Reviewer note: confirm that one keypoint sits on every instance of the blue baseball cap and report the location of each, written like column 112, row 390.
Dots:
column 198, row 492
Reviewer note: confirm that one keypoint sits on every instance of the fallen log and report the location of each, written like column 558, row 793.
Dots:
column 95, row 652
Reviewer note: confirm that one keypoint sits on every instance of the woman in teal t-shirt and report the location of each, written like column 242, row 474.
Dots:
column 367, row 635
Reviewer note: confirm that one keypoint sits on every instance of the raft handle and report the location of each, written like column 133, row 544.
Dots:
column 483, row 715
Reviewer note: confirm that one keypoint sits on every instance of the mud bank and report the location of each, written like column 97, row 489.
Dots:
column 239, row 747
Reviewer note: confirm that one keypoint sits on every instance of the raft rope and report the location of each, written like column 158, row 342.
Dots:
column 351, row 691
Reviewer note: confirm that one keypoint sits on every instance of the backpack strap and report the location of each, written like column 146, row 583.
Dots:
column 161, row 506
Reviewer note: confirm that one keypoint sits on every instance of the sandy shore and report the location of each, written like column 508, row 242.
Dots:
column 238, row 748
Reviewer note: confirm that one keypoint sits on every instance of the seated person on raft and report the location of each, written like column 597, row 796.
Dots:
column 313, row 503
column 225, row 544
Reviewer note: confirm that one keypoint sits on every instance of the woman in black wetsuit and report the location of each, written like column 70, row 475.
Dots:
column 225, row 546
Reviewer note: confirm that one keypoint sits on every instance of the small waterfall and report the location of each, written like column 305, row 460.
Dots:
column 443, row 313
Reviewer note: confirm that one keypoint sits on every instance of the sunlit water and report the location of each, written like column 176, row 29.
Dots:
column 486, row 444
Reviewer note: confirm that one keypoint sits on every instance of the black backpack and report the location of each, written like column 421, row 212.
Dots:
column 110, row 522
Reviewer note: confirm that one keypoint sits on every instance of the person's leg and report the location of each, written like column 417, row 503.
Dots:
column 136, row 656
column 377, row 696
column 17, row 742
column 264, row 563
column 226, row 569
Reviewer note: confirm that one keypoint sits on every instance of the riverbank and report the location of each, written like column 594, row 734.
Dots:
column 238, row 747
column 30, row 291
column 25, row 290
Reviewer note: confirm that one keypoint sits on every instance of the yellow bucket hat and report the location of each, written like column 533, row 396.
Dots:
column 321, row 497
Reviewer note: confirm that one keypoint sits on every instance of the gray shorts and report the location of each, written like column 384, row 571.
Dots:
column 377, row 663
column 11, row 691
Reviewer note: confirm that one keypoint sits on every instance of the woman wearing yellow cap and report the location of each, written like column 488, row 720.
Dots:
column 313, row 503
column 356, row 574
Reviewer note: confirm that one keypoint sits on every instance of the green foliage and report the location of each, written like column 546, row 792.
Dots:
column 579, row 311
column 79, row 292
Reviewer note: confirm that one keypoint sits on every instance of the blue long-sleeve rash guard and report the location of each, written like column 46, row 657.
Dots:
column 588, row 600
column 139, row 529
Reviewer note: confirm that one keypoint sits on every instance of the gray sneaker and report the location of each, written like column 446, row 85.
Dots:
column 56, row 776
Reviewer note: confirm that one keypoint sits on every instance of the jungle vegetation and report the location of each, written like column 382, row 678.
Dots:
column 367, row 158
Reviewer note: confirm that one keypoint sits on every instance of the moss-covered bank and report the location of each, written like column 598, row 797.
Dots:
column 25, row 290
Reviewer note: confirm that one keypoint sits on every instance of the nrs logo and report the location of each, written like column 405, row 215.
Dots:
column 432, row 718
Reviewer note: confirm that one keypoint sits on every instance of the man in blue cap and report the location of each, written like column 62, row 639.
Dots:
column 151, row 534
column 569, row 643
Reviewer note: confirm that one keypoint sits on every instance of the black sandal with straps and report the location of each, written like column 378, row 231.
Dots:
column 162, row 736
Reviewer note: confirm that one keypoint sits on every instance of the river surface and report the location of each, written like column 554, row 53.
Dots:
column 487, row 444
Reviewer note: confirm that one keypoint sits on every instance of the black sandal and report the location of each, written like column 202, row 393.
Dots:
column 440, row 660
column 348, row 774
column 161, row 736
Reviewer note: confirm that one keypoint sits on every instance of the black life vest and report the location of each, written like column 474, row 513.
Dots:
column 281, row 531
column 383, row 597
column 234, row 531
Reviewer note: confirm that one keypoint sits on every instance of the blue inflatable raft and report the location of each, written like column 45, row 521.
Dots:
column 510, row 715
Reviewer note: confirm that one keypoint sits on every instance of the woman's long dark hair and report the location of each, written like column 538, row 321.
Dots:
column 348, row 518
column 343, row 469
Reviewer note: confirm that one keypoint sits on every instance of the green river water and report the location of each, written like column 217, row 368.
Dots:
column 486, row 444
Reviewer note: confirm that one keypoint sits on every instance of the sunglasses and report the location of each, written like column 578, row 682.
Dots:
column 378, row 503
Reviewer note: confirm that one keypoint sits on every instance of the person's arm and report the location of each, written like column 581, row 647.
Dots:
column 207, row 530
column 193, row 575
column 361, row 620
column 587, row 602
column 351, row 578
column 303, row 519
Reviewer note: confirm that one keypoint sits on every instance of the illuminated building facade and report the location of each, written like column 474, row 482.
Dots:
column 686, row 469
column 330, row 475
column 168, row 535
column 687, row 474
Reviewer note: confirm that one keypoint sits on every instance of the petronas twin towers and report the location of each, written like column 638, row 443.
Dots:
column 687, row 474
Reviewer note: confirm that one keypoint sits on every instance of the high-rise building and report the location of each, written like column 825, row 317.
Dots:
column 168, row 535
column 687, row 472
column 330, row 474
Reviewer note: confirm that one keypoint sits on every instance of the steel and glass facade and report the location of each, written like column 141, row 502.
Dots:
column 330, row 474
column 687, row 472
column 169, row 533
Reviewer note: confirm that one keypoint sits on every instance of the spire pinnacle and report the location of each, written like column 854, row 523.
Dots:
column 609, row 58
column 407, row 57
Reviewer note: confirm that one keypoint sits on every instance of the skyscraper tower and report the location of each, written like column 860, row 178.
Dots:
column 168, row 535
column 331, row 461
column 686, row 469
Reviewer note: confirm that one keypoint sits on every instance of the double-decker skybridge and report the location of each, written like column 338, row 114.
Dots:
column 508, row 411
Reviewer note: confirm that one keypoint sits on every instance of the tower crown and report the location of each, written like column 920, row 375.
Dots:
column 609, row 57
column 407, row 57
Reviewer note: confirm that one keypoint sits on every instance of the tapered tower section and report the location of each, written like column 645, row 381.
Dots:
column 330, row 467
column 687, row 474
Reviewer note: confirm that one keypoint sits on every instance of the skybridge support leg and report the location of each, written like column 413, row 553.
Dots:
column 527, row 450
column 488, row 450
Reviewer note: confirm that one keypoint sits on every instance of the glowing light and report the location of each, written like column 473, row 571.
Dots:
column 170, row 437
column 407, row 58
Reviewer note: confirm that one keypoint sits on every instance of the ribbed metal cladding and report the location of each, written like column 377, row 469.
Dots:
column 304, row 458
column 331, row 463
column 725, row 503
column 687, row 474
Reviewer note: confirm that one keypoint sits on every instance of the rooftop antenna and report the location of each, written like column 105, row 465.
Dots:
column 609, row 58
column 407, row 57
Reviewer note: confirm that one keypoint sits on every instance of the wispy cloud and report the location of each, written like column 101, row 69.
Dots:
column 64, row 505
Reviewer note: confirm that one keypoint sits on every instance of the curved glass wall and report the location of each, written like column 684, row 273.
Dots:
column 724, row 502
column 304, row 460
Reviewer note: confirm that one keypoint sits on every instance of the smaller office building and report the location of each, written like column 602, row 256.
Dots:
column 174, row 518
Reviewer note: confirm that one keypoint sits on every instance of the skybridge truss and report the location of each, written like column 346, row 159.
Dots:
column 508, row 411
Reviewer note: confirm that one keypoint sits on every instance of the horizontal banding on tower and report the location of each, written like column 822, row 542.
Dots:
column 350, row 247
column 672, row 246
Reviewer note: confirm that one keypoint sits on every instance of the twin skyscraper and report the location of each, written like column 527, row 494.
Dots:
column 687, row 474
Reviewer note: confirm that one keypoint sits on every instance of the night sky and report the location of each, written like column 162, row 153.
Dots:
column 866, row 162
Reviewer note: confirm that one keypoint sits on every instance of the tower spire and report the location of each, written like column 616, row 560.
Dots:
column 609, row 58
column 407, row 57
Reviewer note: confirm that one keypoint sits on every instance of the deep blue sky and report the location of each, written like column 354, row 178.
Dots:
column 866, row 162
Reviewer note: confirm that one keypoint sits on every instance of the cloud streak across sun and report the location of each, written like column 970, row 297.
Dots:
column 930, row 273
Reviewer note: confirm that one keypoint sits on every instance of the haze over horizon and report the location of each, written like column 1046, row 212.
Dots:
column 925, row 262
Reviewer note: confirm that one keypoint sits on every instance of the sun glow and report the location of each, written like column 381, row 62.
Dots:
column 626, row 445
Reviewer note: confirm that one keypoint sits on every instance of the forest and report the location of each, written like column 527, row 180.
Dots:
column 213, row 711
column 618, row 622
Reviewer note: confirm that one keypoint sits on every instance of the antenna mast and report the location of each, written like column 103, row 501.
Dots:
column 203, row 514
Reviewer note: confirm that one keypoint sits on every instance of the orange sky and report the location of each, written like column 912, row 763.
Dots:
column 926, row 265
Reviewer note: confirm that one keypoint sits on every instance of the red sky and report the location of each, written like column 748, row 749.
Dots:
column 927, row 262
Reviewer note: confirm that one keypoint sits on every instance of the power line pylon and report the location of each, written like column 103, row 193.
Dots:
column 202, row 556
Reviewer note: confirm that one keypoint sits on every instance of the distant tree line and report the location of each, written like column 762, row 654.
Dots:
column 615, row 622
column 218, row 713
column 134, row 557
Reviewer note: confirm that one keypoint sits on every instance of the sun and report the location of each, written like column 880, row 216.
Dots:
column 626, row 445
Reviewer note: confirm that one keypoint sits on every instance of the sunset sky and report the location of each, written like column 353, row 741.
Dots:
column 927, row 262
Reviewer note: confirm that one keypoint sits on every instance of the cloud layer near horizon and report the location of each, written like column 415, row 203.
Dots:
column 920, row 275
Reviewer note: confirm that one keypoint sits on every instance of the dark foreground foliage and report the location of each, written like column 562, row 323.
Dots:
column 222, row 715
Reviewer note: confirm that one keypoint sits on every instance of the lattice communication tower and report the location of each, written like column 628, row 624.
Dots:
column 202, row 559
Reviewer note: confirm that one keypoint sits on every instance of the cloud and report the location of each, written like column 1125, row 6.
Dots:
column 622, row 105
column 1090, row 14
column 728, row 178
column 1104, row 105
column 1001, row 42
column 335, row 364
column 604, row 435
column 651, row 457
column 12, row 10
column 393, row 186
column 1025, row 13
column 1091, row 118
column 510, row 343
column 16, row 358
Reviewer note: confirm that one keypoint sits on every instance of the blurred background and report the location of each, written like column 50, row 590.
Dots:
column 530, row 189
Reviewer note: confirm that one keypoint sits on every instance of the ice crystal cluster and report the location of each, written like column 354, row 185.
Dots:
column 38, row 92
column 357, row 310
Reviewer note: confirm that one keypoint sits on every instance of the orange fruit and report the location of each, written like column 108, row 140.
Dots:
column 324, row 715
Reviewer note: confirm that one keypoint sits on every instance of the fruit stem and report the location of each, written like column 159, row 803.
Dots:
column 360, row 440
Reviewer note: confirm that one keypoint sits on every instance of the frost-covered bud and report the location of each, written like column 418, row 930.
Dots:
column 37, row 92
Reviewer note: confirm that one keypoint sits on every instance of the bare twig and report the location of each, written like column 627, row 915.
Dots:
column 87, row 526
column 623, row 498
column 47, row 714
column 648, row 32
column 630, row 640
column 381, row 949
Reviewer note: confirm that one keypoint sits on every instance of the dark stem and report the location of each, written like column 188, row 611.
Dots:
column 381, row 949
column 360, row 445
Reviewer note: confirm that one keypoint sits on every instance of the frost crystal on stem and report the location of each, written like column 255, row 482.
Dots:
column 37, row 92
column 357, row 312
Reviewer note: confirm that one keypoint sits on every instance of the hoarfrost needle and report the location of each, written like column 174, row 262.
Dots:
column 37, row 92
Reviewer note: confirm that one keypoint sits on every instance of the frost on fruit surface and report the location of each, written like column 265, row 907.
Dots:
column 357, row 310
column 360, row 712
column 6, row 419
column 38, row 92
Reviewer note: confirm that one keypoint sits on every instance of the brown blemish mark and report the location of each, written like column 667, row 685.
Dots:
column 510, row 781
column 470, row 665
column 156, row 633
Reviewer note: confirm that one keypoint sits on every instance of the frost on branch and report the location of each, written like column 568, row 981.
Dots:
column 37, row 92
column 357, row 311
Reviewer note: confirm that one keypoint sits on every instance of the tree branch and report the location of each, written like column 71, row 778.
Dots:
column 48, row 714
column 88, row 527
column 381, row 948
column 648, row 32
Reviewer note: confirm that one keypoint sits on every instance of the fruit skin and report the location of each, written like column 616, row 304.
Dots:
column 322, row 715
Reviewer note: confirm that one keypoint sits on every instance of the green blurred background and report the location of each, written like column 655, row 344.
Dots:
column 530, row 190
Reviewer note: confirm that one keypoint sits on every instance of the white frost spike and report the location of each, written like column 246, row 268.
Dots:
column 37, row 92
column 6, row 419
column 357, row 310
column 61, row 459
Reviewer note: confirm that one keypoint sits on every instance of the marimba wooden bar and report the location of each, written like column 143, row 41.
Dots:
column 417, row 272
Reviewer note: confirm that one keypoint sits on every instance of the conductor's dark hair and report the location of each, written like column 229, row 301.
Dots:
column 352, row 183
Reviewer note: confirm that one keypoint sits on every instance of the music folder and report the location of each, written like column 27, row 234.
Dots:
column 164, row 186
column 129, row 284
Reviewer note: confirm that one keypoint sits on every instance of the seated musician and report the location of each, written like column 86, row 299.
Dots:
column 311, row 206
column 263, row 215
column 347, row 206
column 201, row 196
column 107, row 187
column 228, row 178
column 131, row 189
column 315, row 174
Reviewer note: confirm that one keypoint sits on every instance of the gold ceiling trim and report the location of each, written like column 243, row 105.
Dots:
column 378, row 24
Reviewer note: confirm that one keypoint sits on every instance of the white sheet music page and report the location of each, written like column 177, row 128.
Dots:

---+---

Please reproduce, word for word, the lines running from the one that contains "421, row 212." through the one that contains "column 110, row 522", with both of those lines included.

Reviewer note: confirm that one keypoint sits on every instance of the black backpack and report the location of each, written like column 421, row 212.
Dots:
column 110, row 522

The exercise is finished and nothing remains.